■ Challenges
1. Return the passage of the blog post on Ballan between "Ballan, Victoria" and "about bush fires.", inclusive.
2. Name every place name that appears in the blog post on Ballan.
3. Continue the blog post on Ballan from the point at which it ends.

Showing posts with label Ballan. Show all posts
Showing posts with label Ballan. Show all posts

Tuesday, June 25, 2019

Ballan, Victoria



When I drove into Ballan and saw the ‘Watch for Koalas’ sign in the middle of a residential neighbourhood, I knew I was going to like the place. Anyone who looks after these furry little Australian icons gets a pat on the back from me. However, it should be noted early on, that despite looking in every tree I passed, I never spotted a single koala myself.
My visit to this little town, 78 kilometres northwest of Melbourne, was a fleeting one – but not quite as fleeting as the first time I discovered it on a trip to Geelong a year before. I had liked the look of the place then, as I flashed through on my way south, but I didn’t have time to stop. And I was reluctant to visit during the searing hot summer because I had to drive through several forested areas to get there and I was apprehensive about bush fires.



 It was early when I arrived this time – around 9am. Not much was happening. The streets were quiet. I graciously blamed that on the hour of the day, although I suspect not a lot DOES happen in Ballan. It became obvious fairly quickly that it is something of a rural service town – one of those small places the farmers come to for their seeds and manures, their tractor repairs and such, followed by a quick nip into the local agents for a paper and perhaps a Lotto ticket, followed by a quick ale (and maybe a casserole lunch) at the local pub. And like most Aussie towns, Ballan certainly had more than one of those.

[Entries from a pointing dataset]

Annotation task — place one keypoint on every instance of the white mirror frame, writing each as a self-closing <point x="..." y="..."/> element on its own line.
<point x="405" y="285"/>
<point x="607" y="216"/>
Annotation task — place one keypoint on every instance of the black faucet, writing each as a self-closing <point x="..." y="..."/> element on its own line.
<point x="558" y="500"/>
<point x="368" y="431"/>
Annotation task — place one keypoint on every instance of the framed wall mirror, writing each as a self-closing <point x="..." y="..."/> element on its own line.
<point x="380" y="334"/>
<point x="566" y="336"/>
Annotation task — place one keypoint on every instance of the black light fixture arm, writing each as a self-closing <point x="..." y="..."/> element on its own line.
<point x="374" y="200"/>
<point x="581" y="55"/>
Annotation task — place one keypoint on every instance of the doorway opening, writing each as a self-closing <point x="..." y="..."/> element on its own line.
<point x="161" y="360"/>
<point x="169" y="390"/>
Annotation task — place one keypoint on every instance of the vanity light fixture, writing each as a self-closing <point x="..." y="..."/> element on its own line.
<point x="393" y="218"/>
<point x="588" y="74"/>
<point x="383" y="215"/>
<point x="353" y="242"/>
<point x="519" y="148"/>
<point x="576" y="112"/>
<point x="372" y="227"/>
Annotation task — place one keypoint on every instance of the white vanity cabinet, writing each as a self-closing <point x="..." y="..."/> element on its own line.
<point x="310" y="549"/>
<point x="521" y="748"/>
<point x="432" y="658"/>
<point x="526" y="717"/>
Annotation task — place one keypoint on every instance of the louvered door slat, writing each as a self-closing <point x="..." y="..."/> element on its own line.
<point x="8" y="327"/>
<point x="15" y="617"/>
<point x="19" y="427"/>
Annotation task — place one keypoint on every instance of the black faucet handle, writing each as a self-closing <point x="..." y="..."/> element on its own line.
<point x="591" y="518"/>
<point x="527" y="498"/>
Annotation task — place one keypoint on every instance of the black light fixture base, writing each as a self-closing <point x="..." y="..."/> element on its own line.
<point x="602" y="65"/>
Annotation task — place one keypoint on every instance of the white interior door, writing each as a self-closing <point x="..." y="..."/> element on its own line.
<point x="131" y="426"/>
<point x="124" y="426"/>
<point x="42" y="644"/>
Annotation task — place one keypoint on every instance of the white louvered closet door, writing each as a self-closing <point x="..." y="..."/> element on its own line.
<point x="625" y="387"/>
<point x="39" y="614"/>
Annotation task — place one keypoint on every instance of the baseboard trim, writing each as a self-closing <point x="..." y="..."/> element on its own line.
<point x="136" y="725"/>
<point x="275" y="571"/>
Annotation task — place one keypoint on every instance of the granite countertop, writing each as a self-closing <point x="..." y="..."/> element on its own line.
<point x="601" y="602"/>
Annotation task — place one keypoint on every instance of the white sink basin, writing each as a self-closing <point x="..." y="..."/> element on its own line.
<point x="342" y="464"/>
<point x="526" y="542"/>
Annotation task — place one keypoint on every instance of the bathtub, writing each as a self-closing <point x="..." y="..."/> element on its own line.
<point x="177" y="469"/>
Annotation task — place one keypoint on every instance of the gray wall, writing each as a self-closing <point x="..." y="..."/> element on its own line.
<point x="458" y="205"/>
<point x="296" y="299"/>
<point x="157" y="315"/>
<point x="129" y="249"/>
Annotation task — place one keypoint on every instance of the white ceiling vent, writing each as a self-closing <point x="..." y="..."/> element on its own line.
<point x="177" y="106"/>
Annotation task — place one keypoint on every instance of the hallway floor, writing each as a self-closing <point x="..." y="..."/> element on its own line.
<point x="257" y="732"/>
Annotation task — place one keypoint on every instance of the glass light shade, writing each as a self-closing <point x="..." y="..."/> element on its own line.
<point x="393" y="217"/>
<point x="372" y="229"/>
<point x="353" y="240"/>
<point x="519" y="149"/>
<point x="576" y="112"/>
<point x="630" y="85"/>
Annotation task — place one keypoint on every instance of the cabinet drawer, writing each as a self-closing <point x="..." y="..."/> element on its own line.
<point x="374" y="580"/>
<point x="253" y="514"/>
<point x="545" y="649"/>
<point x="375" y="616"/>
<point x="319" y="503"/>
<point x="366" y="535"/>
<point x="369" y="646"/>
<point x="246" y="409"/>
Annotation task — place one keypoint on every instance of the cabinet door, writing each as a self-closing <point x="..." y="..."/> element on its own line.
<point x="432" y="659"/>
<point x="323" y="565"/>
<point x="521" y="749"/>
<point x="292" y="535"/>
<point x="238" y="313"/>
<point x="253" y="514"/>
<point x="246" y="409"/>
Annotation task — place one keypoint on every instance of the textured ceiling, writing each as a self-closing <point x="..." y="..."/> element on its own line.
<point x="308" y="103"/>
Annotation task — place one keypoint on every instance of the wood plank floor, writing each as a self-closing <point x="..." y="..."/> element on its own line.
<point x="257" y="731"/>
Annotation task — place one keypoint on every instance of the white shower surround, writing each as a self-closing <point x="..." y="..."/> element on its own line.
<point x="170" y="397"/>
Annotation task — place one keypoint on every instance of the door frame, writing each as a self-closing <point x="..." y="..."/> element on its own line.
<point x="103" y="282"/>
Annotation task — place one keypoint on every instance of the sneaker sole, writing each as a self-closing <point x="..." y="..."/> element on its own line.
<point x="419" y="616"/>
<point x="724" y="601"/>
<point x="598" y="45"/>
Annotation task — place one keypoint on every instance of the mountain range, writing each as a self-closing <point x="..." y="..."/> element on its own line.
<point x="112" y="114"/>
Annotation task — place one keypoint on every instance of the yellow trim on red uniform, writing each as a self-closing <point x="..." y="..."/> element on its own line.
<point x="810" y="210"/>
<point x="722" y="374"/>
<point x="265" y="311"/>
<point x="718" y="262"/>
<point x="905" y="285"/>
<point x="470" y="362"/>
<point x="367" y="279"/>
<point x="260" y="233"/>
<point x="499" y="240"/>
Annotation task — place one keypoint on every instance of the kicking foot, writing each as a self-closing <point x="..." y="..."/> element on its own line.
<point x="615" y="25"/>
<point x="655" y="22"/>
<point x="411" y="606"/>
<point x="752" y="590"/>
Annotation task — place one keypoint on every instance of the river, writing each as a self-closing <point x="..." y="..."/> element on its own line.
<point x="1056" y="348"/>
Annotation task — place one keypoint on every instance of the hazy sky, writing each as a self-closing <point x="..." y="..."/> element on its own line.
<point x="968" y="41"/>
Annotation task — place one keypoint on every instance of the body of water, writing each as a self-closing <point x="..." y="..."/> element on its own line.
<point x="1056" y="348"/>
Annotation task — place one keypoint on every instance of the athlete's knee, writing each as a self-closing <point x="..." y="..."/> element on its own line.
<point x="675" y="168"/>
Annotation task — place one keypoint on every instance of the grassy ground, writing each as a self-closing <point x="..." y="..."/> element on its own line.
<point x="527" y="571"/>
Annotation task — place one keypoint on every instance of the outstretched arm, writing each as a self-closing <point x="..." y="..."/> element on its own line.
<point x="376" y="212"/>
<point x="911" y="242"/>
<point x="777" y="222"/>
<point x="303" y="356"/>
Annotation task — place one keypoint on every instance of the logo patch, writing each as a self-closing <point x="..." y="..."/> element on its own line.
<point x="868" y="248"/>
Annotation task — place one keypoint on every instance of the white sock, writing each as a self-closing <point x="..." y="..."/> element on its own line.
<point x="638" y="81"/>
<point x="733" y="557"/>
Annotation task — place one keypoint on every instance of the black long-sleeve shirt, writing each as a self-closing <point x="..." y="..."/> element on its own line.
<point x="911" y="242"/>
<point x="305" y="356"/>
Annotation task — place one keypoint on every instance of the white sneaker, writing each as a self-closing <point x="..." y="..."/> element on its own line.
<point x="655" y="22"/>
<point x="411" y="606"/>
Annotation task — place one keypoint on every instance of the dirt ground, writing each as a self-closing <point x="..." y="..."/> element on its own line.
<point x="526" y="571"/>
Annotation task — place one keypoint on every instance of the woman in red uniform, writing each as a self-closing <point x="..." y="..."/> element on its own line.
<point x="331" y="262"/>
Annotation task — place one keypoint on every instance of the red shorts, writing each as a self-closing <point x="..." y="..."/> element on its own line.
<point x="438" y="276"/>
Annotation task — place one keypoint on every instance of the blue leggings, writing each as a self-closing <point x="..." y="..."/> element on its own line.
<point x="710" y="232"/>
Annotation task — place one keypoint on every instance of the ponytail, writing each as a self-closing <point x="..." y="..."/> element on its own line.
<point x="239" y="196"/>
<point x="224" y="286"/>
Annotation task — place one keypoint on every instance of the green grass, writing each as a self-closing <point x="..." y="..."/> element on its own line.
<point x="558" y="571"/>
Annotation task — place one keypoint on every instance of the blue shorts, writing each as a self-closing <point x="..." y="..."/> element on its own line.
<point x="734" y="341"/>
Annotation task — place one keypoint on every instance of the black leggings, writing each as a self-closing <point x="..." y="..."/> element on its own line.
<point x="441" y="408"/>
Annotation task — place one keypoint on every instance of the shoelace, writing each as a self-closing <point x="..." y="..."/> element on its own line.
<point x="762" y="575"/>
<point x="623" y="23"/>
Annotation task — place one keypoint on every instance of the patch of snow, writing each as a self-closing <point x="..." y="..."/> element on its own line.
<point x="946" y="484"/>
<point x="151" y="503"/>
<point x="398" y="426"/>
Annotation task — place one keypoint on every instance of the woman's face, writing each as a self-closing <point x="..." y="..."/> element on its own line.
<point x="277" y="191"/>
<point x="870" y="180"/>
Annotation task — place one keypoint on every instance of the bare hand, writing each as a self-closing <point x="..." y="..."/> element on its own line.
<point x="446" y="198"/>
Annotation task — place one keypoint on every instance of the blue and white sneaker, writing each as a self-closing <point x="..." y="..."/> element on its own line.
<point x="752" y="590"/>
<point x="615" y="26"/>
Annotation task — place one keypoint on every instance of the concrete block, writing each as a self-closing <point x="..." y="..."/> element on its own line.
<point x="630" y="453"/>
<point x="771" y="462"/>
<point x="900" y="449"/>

■ Results of the tasks
1.
Ballan, Victoria



When I drove into Ballan and saw the ‘Watch for Koalas’ sign in the middle of a residential neighbourhood, I knew I was going to like the place. Anyone who looks after these furry little Australian icons gets a pat on the back from me. However, it should be noted early on, that despite looking in every tree I passed, I never spotted a single koala myself.
My visit to this little town, 78 kilometres northwest of Melbourne, was a fleeting one – but not quite as fleeting as the first time I discovered it on a trip to Geelong a year before. I had liked the look of the place then, as I flashed through on my way south, but I didn’t have time to stop. And I was reluctant to visit during the searing hot summer because I had to drive through several forested areas to get there and I was apprehensive about bush fires.

2. Ballan, Victoria, Melbourne, Geelong

3.
As a footnote to that paragraph, many of the farmers in the area are descendants of members of the Australian Defence Forces, who settled their families in the wider Ballarat district after the war.



I probably could have walked around the whole of the township in an hour or so but I chose to drive – after all, I had gauged fairly quickly that unless you had chosen to live there, Ballan wasn’t the sort of place that commanded a lingering visit. That said, it does have a clutch of wonderful old buildings and ‘wonderful old buildings’ always set my imagination to wondering about life in the early days – who lived there and why? How much they had paid to build their handsome dwelling, who lived in it now? Where did they work? Were they one of the hundreds who now commute to Melbourne by train to work every day?




Located near the Werribee River (I never even saw that!), Ballan was established in the 1830s when one Robert von Steiglitz settled in the area. He named the new town that sprang up in 1838, after Ballan in Ireland. Gold was discovered in 1851 and the town’s population more than doubled in the years thereafter. The Ballan Hotel in fact, dates back to that gold rush era.
The first Mechanics Institute was built in 1861 but the current building sits on land that was purchased in 1881 and the building, complete with a new 1922 façade, now houses a hall and library.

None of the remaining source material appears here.